WORK TO BE COMPLETED
Reproduce the listing below in full, substituting "central point" for every occurrence of "innermost point" and leaving all other text unchanged.

STORED DATA
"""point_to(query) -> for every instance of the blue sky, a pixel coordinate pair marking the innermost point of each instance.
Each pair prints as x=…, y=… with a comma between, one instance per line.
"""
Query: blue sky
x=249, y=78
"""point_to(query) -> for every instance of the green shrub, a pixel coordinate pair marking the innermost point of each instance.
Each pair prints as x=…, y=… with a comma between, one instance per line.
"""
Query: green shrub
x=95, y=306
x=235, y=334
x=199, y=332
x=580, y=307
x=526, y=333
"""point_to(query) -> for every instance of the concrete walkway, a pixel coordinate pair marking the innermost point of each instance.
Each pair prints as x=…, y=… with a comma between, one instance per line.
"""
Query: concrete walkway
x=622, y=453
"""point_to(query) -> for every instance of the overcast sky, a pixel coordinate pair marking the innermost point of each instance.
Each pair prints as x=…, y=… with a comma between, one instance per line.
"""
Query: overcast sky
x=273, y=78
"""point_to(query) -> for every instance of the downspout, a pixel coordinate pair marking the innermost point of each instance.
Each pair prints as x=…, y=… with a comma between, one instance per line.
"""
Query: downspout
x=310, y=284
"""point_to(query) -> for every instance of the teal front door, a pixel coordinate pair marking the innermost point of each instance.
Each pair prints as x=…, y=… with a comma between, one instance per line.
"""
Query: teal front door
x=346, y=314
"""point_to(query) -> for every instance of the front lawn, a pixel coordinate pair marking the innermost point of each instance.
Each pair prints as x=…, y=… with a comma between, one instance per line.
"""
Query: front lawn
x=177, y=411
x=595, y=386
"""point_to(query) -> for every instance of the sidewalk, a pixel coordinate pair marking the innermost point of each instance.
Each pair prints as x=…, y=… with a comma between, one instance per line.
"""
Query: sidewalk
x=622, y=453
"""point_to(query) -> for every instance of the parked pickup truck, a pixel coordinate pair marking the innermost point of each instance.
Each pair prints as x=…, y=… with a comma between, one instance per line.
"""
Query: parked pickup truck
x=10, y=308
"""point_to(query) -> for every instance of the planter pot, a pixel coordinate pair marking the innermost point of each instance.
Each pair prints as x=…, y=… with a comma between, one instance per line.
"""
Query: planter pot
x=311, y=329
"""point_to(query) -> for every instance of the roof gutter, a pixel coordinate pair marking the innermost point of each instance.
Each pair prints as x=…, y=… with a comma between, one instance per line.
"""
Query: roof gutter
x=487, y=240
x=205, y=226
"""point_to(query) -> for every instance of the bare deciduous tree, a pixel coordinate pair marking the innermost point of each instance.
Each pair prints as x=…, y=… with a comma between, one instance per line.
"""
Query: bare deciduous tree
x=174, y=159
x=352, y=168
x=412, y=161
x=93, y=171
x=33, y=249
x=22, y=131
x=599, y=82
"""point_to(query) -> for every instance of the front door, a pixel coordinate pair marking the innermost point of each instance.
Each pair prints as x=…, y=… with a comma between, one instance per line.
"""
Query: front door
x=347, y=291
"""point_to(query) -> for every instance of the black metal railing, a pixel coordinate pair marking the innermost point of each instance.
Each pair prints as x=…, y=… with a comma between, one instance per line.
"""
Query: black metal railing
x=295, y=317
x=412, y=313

RESULT FOR THIS TASK
"""point_to(query) -> for every instance of the blue sky, a pixel coordinate pair marking the central point of each instance.
Each pair prints as x=…, y=… with a comma between, one instance per line.
"""
Query: blue sky
x=249, y=78
"""point_to(query) -> for every instance of the green shrub, a pixel coordinate pair marking the central point of each instance.
Each pair prints as x=…, y=… with a comma between, one instance per line.
"""
Query: green shrub
x=95, y=306
x=235, y=334
x=199, y=332
x=580, y=307
x=526, y=333
"""point_to(query) -> for every instance of the concrete walkway, a pixel coordinate pair marking the central point of each instance.
Each pair prints as x=…, y=… with a comma between, one instance per line.
"""
Query: concrete walkway
x=622, y=453
"""point_to(query) -> for every instance of the overcast sky, a pixel coordinate pair marking the central point of each instance.
Each pair prints as x=…, y=… with a comma between, one instance per line.
"""
Query: overcast sky
x=273, y=78
"""point_to(query) -> for every instance of the downspout, a pixel coordinate pair marking the central point of each instance.
Each pair prints as x=…, y=… with a comma between, one instance per line.
"""
Query: downspout
x=310, y=284
"""point_to(query) -> for every instance of the teal front door, a pixel coordinate pair marking the central point of each instance.
Each pair prints as x=…, y=… with a comma between, one instance per line.
"""
Query: teal front door
x=346, y=314
"""point_to(query) -> for every instance of the front lawn, a pixel coordinate pair marking the central point of each instance.
Each pair prints as x=…, y=… with a comma between, one instance per line.
"""
Query: front lawn
x=177, y=411
x=595, y=386
"""point_to(query) -> for every instance of the sidewalk, a pixel coordinate pair marking the central point of each instance.
Each pair prints as x=…, y=… with a comma between, one instance per line.
"""
Query: sidewalk
x=622, y=453
"""point_to(query) -> for every instance of the parked pickup truck, a pixel coordinate pair marking the central point of each instance.
Each pair prints as x=…, y=… with a comma between, one instance per line.
"""
Query: parked pickup truck
x=10, y=308
"""point_to(query) -> for every instance of the planter pot, a pixel coordinate pair marking the central point of each instance.
Each pair prints as x=…, y=… with a comma between, one instance per line.
"""
Query: planter pot
x=311, y=329
"""point_to(query) -> for every instance of the roof gutter, a pixel coordinate pair marking the central point of each instance.
Each pair prints as x=…, y=… with a comma between, one instance per line.
"""
Query: roof gutter
x=487, y=240
x=205, y=226
"""point_to(query) -> for every instance of the bare deciduous tree, a pixel coordinate pair marking the central point of each instance.
Each pair prints as x=…, y=… with a comma between, one instance per line.
"""
Query: bare deciduous tree
x=174, y=159
x=352, y=168
x=412, y=161
x=93, y=171
x=33, y=249
x=22, y=131
x=599, y=82
"""point_to(query) -> for every instance of the front door, a pixel coordinate pair marking the central point of each instance.
Each pair prints as x=…, y=… with a comma between, one instance per line.
"""
Query: front door
x=347, y=291
"""point_to(query) -> for every instance of the black metal railing, a pixel coordinate pair marking the central point of each instance.
Each pair prints as x=…, y=… with a comma between, one instance per line.
"""
Query: black metal railing
x=295, y=317
x=412, y=313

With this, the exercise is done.